### PROMPT
A word-for-word restatement of the full listing is required.

### STORED DATA
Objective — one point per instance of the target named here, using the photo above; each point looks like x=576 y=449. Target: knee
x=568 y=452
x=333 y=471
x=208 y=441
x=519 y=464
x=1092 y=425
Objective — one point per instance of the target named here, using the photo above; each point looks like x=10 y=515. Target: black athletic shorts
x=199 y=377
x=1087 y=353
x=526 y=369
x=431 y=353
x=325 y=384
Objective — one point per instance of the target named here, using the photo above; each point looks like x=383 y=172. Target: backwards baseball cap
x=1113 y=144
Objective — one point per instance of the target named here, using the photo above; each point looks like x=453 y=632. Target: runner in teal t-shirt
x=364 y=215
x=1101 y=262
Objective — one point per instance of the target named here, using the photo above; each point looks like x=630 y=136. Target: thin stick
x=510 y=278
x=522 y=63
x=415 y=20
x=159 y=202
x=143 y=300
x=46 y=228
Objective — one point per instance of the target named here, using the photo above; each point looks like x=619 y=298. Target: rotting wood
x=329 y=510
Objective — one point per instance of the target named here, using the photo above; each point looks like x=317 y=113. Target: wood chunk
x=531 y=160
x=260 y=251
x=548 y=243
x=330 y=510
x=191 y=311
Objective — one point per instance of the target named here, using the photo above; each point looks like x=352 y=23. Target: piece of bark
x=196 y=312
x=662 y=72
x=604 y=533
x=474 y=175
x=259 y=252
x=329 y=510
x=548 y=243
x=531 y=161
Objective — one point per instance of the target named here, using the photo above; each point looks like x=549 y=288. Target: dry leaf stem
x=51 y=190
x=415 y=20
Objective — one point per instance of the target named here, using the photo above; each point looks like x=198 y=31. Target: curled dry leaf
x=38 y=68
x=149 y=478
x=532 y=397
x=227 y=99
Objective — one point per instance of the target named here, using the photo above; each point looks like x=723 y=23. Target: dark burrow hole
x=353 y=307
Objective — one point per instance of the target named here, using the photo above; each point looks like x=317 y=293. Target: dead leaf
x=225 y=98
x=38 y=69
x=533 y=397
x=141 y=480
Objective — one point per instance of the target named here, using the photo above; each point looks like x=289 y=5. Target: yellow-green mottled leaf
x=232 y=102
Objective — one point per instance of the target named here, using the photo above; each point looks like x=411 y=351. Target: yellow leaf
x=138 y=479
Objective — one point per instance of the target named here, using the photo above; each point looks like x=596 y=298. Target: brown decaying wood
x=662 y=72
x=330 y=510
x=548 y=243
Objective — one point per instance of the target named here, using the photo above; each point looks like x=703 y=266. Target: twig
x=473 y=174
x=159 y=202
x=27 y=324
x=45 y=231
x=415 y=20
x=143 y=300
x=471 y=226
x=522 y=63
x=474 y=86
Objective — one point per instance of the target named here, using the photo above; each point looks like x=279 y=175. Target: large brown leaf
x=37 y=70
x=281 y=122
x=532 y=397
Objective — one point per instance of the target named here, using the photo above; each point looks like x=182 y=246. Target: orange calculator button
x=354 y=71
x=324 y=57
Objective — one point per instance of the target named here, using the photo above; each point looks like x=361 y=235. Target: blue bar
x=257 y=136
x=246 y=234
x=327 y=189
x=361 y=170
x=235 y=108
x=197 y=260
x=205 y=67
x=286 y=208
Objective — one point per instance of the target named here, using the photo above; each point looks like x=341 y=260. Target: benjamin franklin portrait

### EXERCISE RESPONSE
Objective — one point per instance of the target named here, using the photo above; each point looks like x=576 y=449. Target: knee
x=568 y=452
x=333 y=471
x=208 y=441
x=519 y=464
x=1092 y=425
Objective — one point per instance of the target named here, using the photo above; each point looks like x=10 y=515. Target: black athletic shorts
x=199 y=377
x=1087 y=353
x=526 y=369
x=431 y=353
x=325 y=384
Objective — one point per instance of the target named here, using the photo above; each point looks like x=383 y=172. Target: backwards baseball cap
x=1113 y=144
Objective — one point per instance of the target named here, using the photo above; each point looks like x=453 y=632. Target: runner in teal t-shirt
x=364 y=215
x=1101 y=262
Objective — one point per instance of the target named here, using the photo above; each point looks like x=630 y=136. Target: thin stick
x=510 y=278
x=522 y=63
x=415 y=20
x=159 y=202
x=143 y=300
x=46 y=228
Objective — one point per instance of the target named here, using the photo above; each point looks like x=619 y=298. Target: rotting wood
x=329 y=510
Objective — one point per instance of the target named here, using the photo above; each point looks like x=317 y=113. Target: wood chunk
x=531 y=160
x=260 y=251
x=548 y=243
x=330 y=510
x=191 y=311
Objective — one point per instance of the target named here, using the photo above; each point looks like x=352 y=23. Target: piece of bark
x=196 y=312
x=662 y=72
x=604 y=533
x=474 y=175
x=259 y=252
x=329 y=510
x=548 y=243
x=531 y=161
Objective — one point per instance of the target named here, using the photo above; each point looks like x=549 y=288. Target: dry leaf stem
x=51 y=190
x=415 y=20
Objective — one point per instance of the target named here, using the photo above; each point looks like x=198 y=31. Target: curled dry leaf
x=38 y=68
x=149 y=478
x=532 y=397
x=227 y=99
Objective — one point per instance of the target named here, using the photo above; each point looks like x=723 y=23. Target: dark burrow hole
x=353 y=307
Objective — one point per instance of the target named here, using the photo above; each point looks like x=317 y=293. Target: dead leaf
x=225 y=98
x=38 y=69
x=533 y=397
x=141 y=480
Objective — one point per instance of the target named here, using the photo above; each point looks like x=289 y=5. Target: yellow-green mottled leaf
x=232 y=102
Objective — one point per instance of the target named here, using the photo above; each point looks like x=411 y=351. Target: yellow leaf
x=138 y=479
Objective — one point per instance of the target named here, using the photo above; each point looks like x=596 y=298. Target: brown decaying wood
x=662 y=72
x=330 y=510
x=548 y=243
Objective — one point per instance of the target named here, using the photo above; each point looks like x=703 y=266. Target: twig
x=473 y=174
x=159 y=202
x=27 y=324
x=45 y=231
x=415 y=20
x=143 y=300
x=471 y=226
x=522 y=63
x=474 y=86
Objective — one point per instance of the target named here, using the photo above; each point looks like x=279 y=175. Target: large brown leaf
x=37 y=70
x=281 y=122
x=532 y=397
Objective — one point per instance of the target named here, using the photo above; each point looks like x=182 y=246. Target: orange calculator button
x=354 y=71
x=324 y=57
Objective — one point per instance of the target named here, using the photo above; each point looks like x=361 y=235. Target: blue bar
x=257 y=136
x=246 y=234
x=327 y=189
x=361 y=170
x=235 y=108
x=197 y=260
x=205 y=67
x=286 y=208
Objective — one point per instance of the target named here, using the photo above; each point looks like x=341 y=260. Target: benjamin franklin portrait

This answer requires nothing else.